Questions to answer:
A. In the article on Senate Bill 43, who vetoed the nearly identical version of the bill last year?
B. Rewrite the part of the article on Senate Bill 43 that begins at the words "But researchers, school" and stops after "useless, opponents say.", changing "opponents" to "critics".

Passage shown:

[Start of Attachment]

A bill likely to land on the governor’s desk could make it more difficult for administrators and researchers to figure out what interventions are or aren’t working in New Hampshire schools.
Senate Bill 43 would require schools to get written permission from parents before administering any non-academic survey to students. The bill’s backers say it’s imperative parents have a say if their children are going to be surveyed about sensitive topics.
“We have to protect parental rights. And that is the concept of this bill. Bringing it to the federal standards, and protecting parental rights,” Nashua Republican Sen. Kevin Avard told a committee of lawmakers last week.
A nearly identical version of the bill passed the Senate and the House last year before being vetoed by then-Gov. Maggie Hassan, a Democrat.
But researchers, school administrators, and mental health and sexual violence advocates are all pushing back, saying the legislation could make it impossible to get reliable data about how programs are working on issues like bullying, dating violence and drug abuse.
A law passed in 2015 already requires that schools notify parents 10 days before a survey is administered and let them opt their children out. But opponents say a requirement that parents actively opt in, which SB 43 seeks, could significantly depress participation in surveys – especially by marginalized students. That could make certain survey samples unreliable or even useless, opponents say.

[End of Attachment]

(Dataset entries)
[Start of Attachment]

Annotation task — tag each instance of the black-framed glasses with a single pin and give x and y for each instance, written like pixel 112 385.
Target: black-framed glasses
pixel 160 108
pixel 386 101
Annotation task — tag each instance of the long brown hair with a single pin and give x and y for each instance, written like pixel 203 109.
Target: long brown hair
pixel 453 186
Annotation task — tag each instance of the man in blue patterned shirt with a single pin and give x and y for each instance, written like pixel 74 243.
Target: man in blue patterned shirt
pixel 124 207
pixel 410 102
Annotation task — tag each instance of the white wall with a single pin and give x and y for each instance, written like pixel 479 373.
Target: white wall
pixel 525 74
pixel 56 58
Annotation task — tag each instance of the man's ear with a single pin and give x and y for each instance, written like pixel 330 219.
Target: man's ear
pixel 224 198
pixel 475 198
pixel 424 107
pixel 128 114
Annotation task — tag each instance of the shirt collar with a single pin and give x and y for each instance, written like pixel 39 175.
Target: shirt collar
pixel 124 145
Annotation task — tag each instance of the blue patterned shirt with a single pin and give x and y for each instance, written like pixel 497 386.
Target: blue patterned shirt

[End of Attachment]

Responses by item number:
A. Then-Gov. Maggie Hassan, a Democrat, vetoed it.

B.
But researchers, school administrators, and mental health and sexual violence advocates are all pushing back, saying the legislation could make it impossible to get reliable data about how programs are working on issues like bullying, dating violence and drug abuse.
A law passed in 2015 already requires that schools notify parents 10 days before a survey is administered and let them opt their children out. But critics say a requirement that parents actively opt in, which SB 43 seeks, could significantly depress participation in surveys – especially by marginalized students. That could make certain survey samples unreliable or even useless, critics say.